Dataset records about object locations
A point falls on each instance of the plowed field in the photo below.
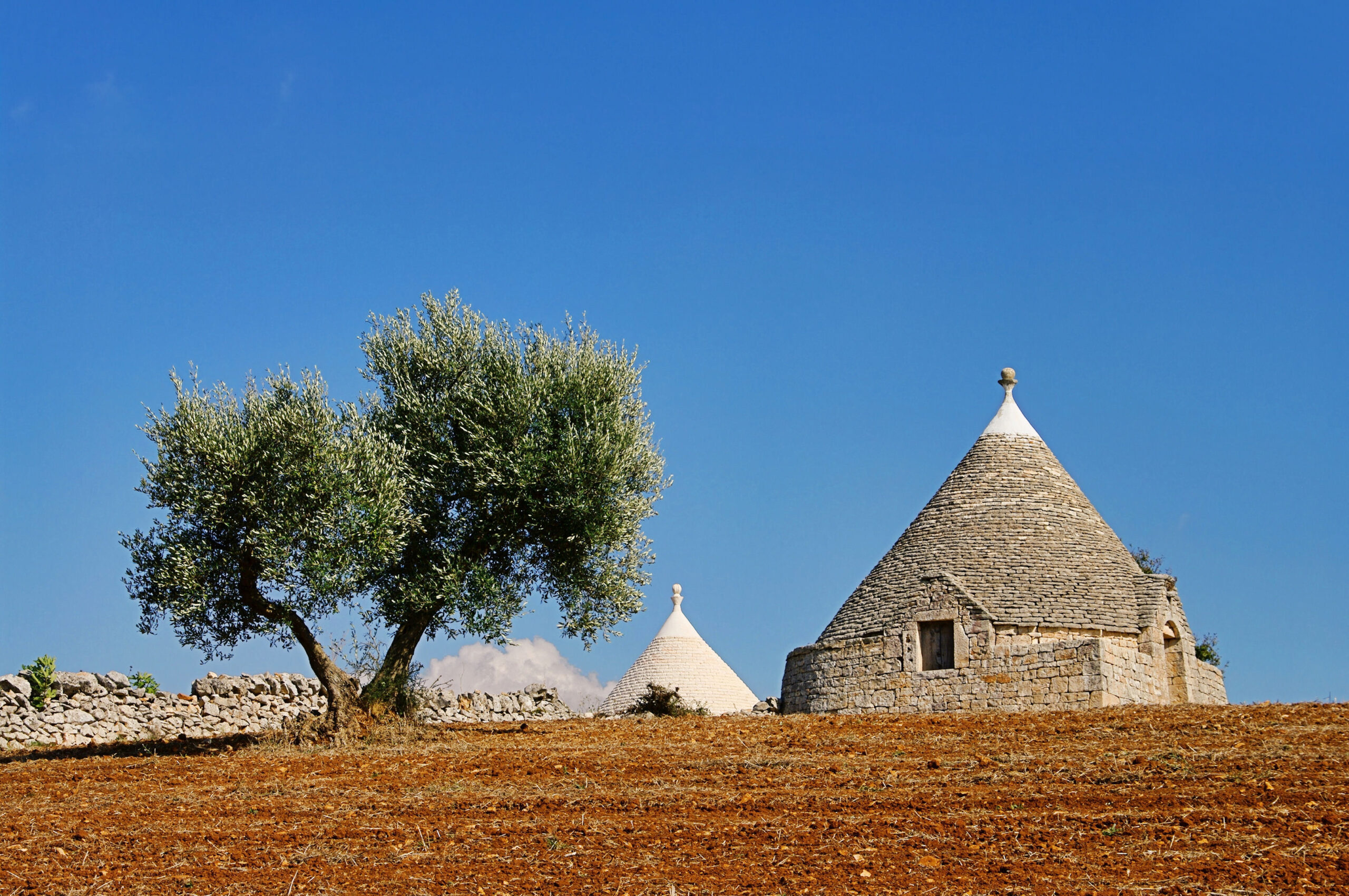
(1139, 801)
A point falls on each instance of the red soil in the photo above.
(1140, 801)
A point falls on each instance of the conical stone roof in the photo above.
(679, 657)
(1011, 527)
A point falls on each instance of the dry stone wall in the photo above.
(535, 702)
(104, 709)
(1063, 671)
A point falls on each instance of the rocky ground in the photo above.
(1138, 801)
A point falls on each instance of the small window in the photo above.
(938, 644)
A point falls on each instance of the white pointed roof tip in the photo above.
(678, 657)
(678, 624)
(1010, 420)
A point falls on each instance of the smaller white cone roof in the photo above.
(679, 657)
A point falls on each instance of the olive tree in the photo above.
(532, 467)
(277, 510)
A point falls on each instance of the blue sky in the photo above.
(826, 227)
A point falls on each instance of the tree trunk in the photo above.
(343, 694)
(393, 673)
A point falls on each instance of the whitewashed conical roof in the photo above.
(679, 657)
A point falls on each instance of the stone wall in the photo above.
(1050, 669)
(535, 702)
(104, 709)
(1210, 685)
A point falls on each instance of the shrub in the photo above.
(659, 701)
(143, 681)
(42, 676)
(1148, 562)
(1208, 651)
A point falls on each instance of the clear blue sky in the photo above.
(826, 227)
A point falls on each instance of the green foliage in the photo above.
(532, 470)
(660, 701)
(362, 657)
(1150, 563)
(1208, 651)
(277, 508)
(42, 678)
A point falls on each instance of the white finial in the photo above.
(1010, 420)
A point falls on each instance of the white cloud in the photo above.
(481, 667)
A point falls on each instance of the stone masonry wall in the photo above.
(1018, 673)
(104, 709)
(535, 702)
(1209, 685)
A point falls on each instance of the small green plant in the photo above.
(660, 701)
(1208, 651)
(1148, 562)
(143, 681)
(42, 676)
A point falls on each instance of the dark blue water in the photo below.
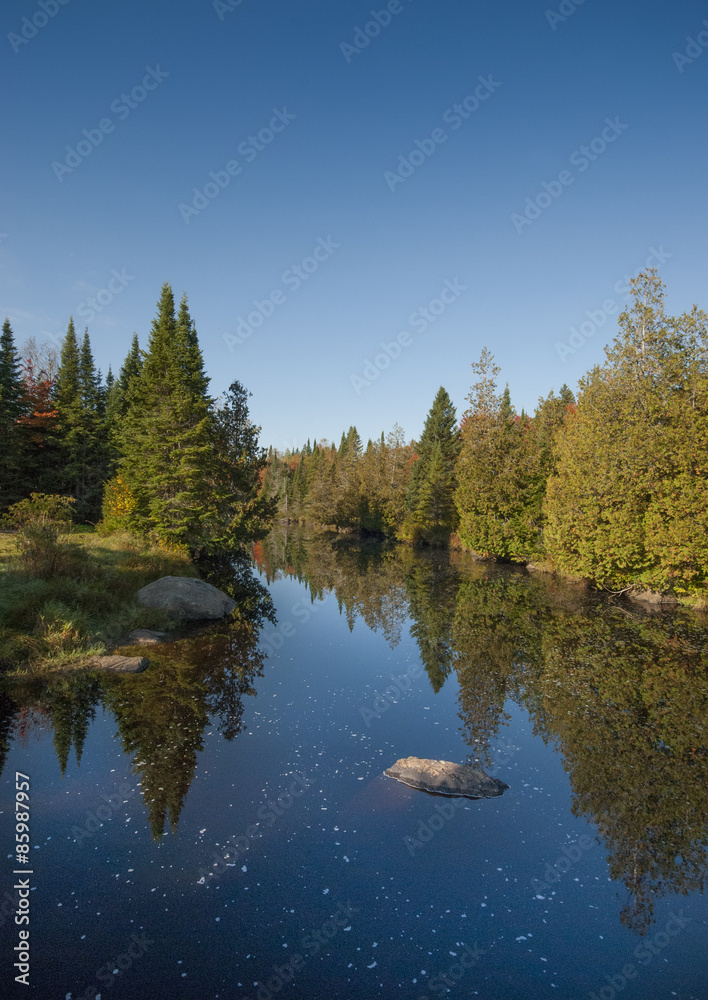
(231, 835)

CHALLENGE
Replace "instance" with "occurrence" throughout all the items above, leaving everything else unchanged, and rewrite their lines without the pictures.

ANSWER BELOW
A point falls on each occurrence of the plowed field in the photo below.
(1139, 801)
A point falls on each occurrence of the red soil in the photo above.
(1140, 801)
A point falls on each occurrence of the conical stone roof in the photo above.
(679, 657)
(1011, 527)
A point falls on each occurrence of the dry stone wall in the photo above.
(535, 702)
(104, 709)
(1063, 671)
A point falls on each occurrence of the rocky ground in the photo above.
(1138, 801)
A point falls on each occurrence of the small window in the photo above.
(938, 644)
A point falls on each occurrence of the white pointed roof tip in the photo above.
(678, 657)
(678, 624)
(1010, 420)
A point falls on each occurrence of the smaller white cone roof in the photo above.
(679, 657)
A point falls on each occurrence of the olive tree in the photo above.
(532, 467)
(277, 510)
A point falls on each occurrence of the blue sky in the photo above.
(826, 227)
A point falls on each occurrence of the tree trunk in the photo above.
(343, 694)
(393, 673)
A point falls on each occurrence of the whitewashed conical roof in the photo above.
(679, 657)
A point falls on each occurrence of the stone wall in the photo above.
(1050, 669)
(535, 702)
(104, 709)
(1210, 685)
A point falls on each occurrence of the shrub in the photo above.
(659, 701)
(143, 681)
(42, 676)
(1148, 562)
(1208, 651)
A point falls on each occurrence of the clear blue sky in the photo above.
(826, 227)
A point falls on each occurrence of the green foliage in the photo above.
(532, 470)
(660, 701)
(362, 657)
(1150, 563)
(1208, 651)
(277, 508)
(42, 678)
A point falls on each occurrence of the white finial in the photo above.
(1010, 420)
A point falls on each occurrence of the white cloud in the photo above.
(481, 667)
A point falls on each occurrence of the stone masonry wall in the photo above.
(1018, 673)
(104, 709)
(535, 702)
(1209, 685)
A point falls on each occurrence of the small green plant in the photo above.
(660, 701)
(1208, 651)
(1148, 562)
(143, 681)
(42, 676)
A point falls on each occurrence of the dark blue water in the photo below.
(231, 835)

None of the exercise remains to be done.